» **Problem to solve**: Give every line of the material again, exactly as written.

start Recorded information

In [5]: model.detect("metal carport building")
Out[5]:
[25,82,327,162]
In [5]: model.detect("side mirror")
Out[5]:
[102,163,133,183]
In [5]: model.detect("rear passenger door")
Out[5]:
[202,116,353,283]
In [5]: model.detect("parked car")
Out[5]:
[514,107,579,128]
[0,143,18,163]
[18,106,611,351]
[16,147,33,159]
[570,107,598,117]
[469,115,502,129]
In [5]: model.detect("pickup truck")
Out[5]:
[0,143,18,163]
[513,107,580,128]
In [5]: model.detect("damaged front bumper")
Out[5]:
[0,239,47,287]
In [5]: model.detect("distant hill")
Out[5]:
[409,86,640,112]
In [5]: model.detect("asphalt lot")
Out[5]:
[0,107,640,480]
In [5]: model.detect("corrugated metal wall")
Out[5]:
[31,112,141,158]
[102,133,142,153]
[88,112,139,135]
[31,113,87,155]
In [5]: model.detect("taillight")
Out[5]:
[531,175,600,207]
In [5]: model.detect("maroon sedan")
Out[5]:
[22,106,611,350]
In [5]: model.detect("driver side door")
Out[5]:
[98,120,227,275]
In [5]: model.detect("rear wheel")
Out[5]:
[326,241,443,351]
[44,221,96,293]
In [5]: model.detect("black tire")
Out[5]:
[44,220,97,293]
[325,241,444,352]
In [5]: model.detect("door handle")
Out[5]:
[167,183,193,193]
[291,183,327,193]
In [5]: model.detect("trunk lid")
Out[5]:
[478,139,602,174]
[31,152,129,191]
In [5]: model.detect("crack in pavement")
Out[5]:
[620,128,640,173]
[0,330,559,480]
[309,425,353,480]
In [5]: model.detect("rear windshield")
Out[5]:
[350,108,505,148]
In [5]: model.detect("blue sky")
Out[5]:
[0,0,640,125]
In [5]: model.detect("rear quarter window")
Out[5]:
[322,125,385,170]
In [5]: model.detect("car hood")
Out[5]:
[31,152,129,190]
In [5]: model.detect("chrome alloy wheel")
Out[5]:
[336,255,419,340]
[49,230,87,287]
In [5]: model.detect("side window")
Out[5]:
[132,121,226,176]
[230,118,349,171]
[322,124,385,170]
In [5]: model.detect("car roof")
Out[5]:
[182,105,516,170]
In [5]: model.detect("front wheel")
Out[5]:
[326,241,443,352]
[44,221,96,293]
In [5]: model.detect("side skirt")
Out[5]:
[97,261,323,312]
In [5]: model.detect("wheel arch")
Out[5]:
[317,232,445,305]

end Recorded information

» **Finished task**:
In [5]: model.detect("metal carport building")
Out[5]:
[25,82,327,162]
In [5]: model.detect("side mirror")
Out[5]:
[102,163,133,183]
In [5]: model.detect("rear passenger door")
Out[5]:
[202,116,353,283]
In [5]: model.detect("parked car")
Out[5]:
[514,107,579,128]
[0,143,18,163]
[18,106,611,351]
[16,147,33,159]
[570,107,598,117]
[469,115,502,129]
In [5]: model.detect("pickup truck")
Out[5]:
[0,143,18,163]
[513,107,580,128]
In [5]: model.detect("damaged front bumper")
Out[5]:
[0,239,47,287]
In [5]: model.detect("distant hill")
Out[5]:
[409,86,640,112]
In [5]: model.detect("asphalt lot")
Out[5]:
[0,107,640,480]
In [5]: model.detect("corrugated metal wall")
Out[5]:
[31,112,141,158]
[102,133,142,153]
[88,112,139,135]
[31,113,87,155]
In [5]: model.detect("taillight")
Out[5]:
[531,175,600,207]
In [5]: model.detect("maroon sedan")
Out[5]:
[22,106,611,350]
In [5]: model.detect("driver side door")
Out[5]:
[98,120,227,275]
In [5]: model.detect("rear wheel")
Out[5]:
[326,241,443,351]
[44,221,96,293]
In [5]: model.detect("black tire")
Out[5]:
[44,220,97,293]
[325,241,444,352]
In [5]: model.detect("door handle")
Out[5]:
[167,183,193,193]
[291,183,327,193]
In [5]: model.detect("trunk lid")
Out[5]:
[478,139,602,174]
[31,152,129,191]
In [5]: model.detect("crack in pavement")
Out[5]:
[620,128,640,173]
[0,330,559,480]
[309,425,353,480]
In [5]: model.detect("rear windshield")
Out[5]:
[350,108,505,148]
In [5]: model.detect("blue sky")
Out[5]:
[0,0,640,125]
In [5]: model.detect("rear quarter window")
Out[5]:
[322,125,385,170]
In [5]: model.detect("car hood")
Out[5]:
[31,152,129,190]
In [5]: model.detect("chrome alloy wheel")
Out[5]:
[336,255,419,340]
[49,230,87,287]
In [5]: model.detect("side window")
Out[5]:
[132,121,226,176]
[230,118,349,171]
[322,124,385,170]
In [5]: model.detect("car roof")
Out[5]:
[182,105,516,170]
In [5]: model.detect("front wheel")
Out[5]:
[326,241,443,352]
[44,221,96,293]
In [5]: model.detect("side skirt")
Out[5]:
[97,261,323,312]
In [5]: model.detect("wheel arch")
Out[5]:
[317,232,445,305]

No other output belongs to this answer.